[Dataset excerpt]
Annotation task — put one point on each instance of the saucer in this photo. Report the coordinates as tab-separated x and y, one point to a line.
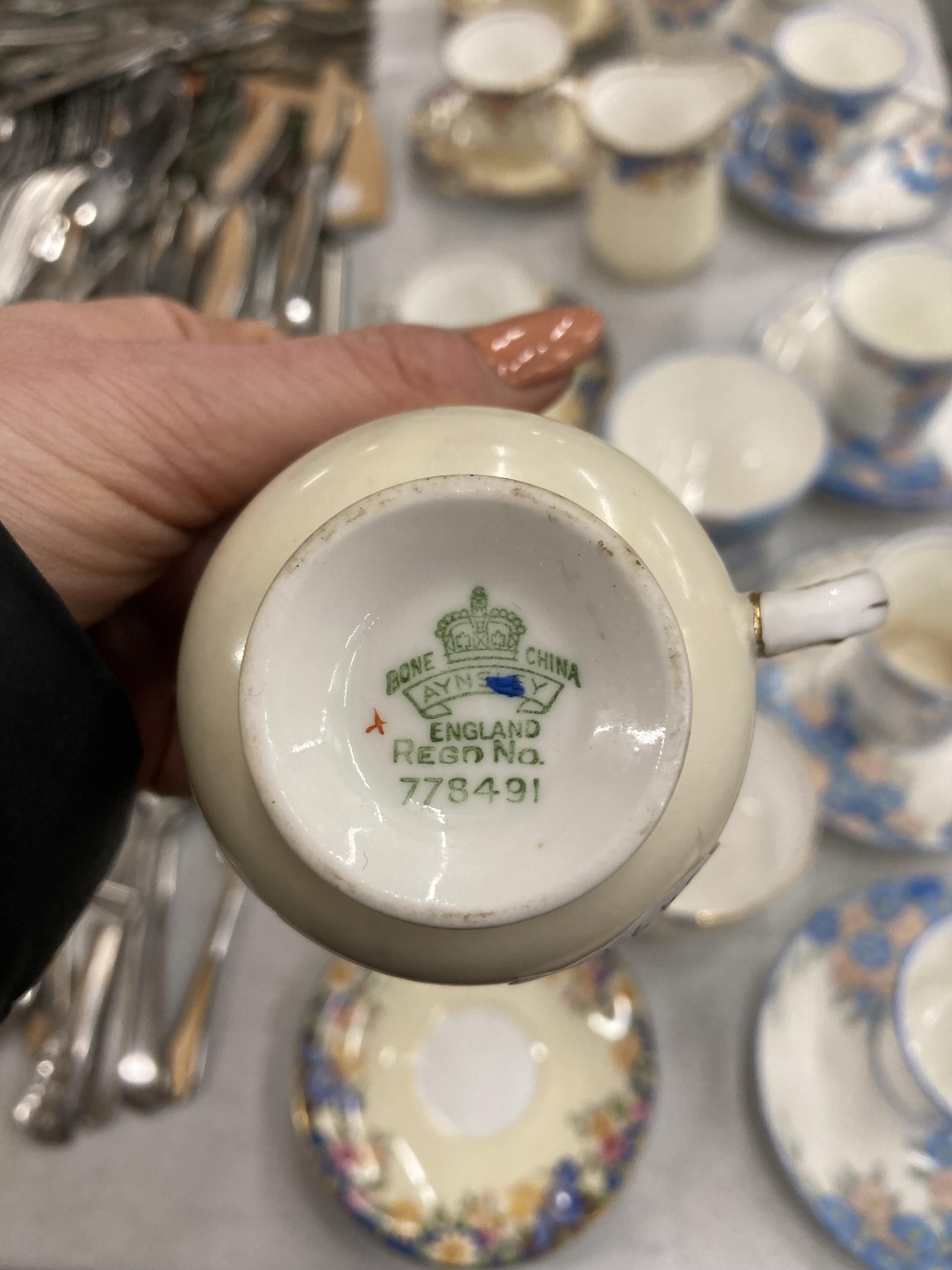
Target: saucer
884	794
463	174
800	338
768	841
696	421
475	1126
596	21
880	1183
900	184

#### Job:
Rewrite the material above with "saucer" changed to "plate" wherever it occurs and every other line left as it is. Leave the pictures out of your version.

#### Correct response:
Annotation task — put one point on each instance of the plate in this photo. Report the coordinates as tab-separated x and y, one point to a line.
Target: plate
884	794
463	174
800	338
768	841
696	421
475	1126
596	21
880	1183
900	184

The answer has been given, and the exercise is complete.